GIVEN EXERCISE >>
Reproduce the piglet heating text from "A field study" up to and including "and reduces drafts.", changing "semi-enclosed" to "partially enclosed".

SELECTED EXCERPT >>
- - - - - - -

Because piglets need an air temperature around 95° F and sows prefer 65° F, the compromise is to set the room near 73° F and provide a microclimate for the piglets to access. The configuration (open, or fully or partially closed) and placement are a producer’s preference, although studies show piglets prefer an area toward the rear of the stall.

Heat-source choices for microclimates are radiative (heat lamps or plates), conductive (heated mats) or a combination. “We’ve seen that you can get the same mortality and productivity outcomes if you use a heat lamp or heat mat in an open or enclosed space,” Leonard says. “The heat mats and some newer enclosures are more energy efficient than a traditional heat lamp.”

A field study showed that heat mats are 32 percent to 73 percent more energy efficient compared to heat lamps. Also, a semi-enclosed microclimate provides more uniform conditions within the area, decreases heat loss into the room and reduces drafts.

Studies have shown that piglets prefer heat lamps for the first few days, but by 3 days of age, they prefer to sleep in dark areas, so mats could be advantageous.

Piglets will tolerate temperatures ranging from 86° F to 112.1° F, though newborn piglets prefer 92° F to 98° F. The optimum temperature decreases as the piglets grow. Note that due to the shape and configuration of the heating element, temperatures throughout the heat mat or lamp area may not be uniform. Programmable thermostats for heat mats and enclosed microclimates, as well as adjustable-height heat lamps, help meet the growing piglets’ changing thermal needs.

A hand-held infrared thermometer costing $40 to $50 is a useful tool to periodically check the mats, lamps and microclimate environment. “It’s a great way to be sure you’re hitting your mark,” Leonard says. “And take a look at the piglets — what they’re doing, how they’re behaving. If you see a small pig in an unheated area of the stall, it’s important to put it back in the heated microclimate.”

- - - - - - -

Extracted data entries:

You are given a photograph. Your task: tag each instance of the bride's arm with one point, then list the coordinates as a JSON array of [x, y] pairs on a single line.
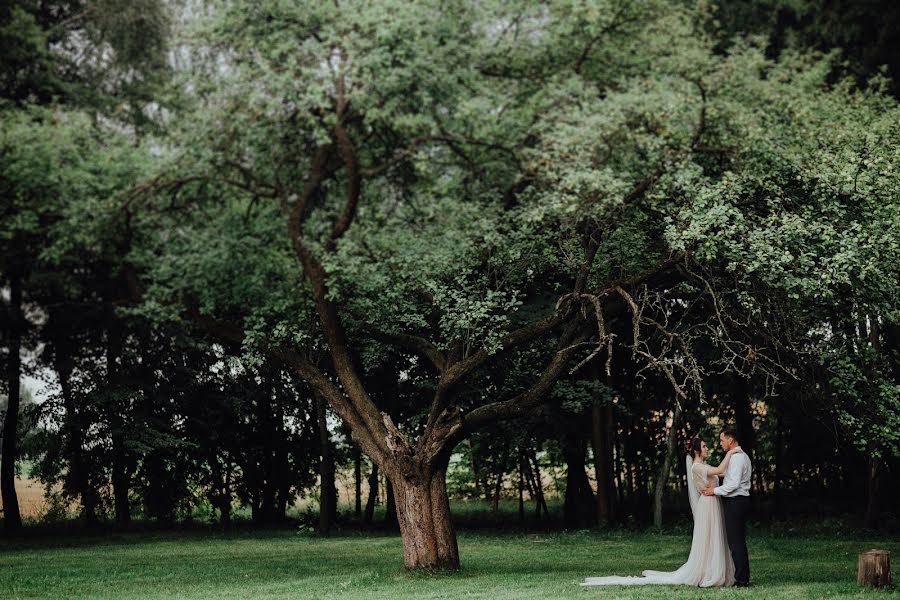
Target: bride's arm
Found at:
[[723, 466]]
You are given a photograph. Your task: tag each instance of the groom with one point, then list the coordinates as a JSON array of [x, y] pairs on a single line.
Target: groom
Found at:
[[735, 492]]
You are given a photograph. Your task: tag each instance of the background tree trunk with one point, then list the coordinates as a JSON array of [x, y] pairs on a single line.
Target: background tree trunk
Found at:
[[663, 474], [579, 504], [326, 470], [120, 473], [423, 514], [373, 495], [12, 518], [357, 482]]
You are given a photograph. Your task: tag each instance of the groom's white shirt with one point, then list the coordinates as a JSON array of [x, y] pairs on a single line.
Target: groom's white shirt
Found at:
[[737, 477]]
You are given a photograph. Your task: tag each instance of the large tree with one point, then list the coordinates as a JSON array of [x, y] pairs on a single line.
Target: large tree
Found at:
[[492, 182]]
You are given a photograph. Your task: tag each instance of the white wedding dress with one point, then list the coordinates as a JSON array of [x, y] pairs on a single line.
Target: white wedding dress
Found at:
[[709, 563]]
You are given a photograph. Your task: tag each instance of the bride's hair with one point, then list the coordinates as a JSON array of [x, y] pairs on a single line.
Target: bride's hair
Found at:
[[692, 448]]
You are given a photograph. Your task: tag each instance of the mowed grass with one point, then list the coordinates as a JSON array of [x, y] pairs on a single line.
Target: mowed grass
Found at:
[[285, 564]]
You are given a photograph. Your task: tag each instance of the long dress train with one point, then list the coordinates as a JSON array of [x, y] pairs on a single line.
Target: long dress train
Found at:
[[709, 563]]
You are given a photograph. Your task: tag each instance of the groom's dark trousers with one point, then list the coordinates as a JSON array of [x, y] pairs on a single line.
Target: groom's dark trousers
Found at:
[[737, 509]]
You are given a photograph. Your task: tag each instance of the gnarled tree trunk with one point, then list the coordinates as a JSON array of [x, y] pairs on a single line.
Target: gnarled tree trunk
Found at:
[[12, 519], [423, 513]]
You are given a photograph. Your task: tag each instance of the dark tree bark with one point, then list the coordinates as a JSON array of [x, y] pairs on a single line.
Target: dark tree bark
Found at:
[[357, 480], [662, 475], [78, 477], [121, 477], [534, 473], [578, 505], [873, 492], [12, 518], [327, 492], [743, 414], [602, 449], [423, 513], [390, 506], [498, 481], [373, 495]]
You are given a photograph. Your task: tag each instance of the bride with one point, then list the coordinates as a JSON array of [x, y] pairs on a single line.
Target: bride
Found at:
[[709, 563]]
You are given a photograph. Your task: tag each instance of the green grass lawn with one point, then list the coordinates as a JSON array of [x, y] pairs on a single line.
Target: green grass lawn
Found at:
[[284, 564]]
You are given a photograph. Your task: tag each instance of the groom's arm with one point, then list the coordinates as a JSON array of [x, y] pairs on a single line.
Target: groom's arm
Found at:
[[732, 475]]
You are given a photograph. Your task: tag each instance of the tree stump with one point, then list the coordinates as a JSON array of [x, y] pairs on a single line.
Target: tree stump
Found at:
[[874, 568]]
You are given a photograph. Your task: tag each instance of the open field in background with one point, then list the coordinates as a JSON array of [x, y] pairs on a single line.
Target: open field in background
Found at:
[[286, 564]]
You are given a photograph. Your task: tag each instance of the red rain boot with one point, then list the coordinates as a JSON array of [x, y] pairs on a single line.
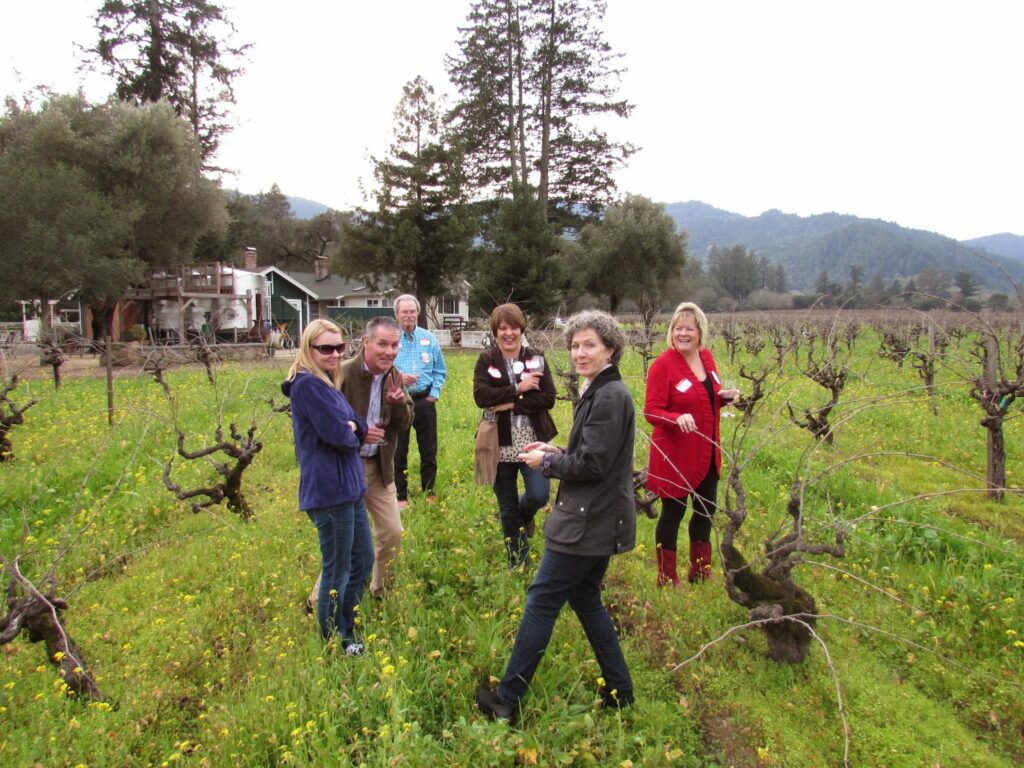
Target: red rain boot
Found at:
[[699, 561], [667, 567]]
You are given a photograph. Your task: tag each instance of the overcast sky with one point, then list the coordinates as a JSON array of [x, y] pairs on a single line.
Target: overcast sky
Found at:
[[908, 111]]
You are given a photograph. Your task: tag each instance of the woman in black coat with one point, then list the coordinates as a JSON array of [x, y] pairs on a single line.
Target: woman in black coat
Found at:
[[594, 517], [514, 387]]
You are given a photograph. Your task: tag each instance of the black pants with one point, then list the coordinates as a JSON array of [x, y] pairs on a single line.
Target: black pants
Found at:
[[425, 424], [674, 510]]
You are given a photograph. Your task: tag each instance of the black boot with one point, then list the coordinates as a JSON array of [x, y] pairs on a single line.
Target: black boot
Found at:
[[495, 707]]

- - - - - - -

EXPECTED OUTPUT >>
A field study showed that heat mats are 32 percent to 73 percent more energy efficient compared to heat lamps. Also, a partially enclosed microclimate provides more uniform conditions within the area, decreases heat loss into the room and reduces drafts.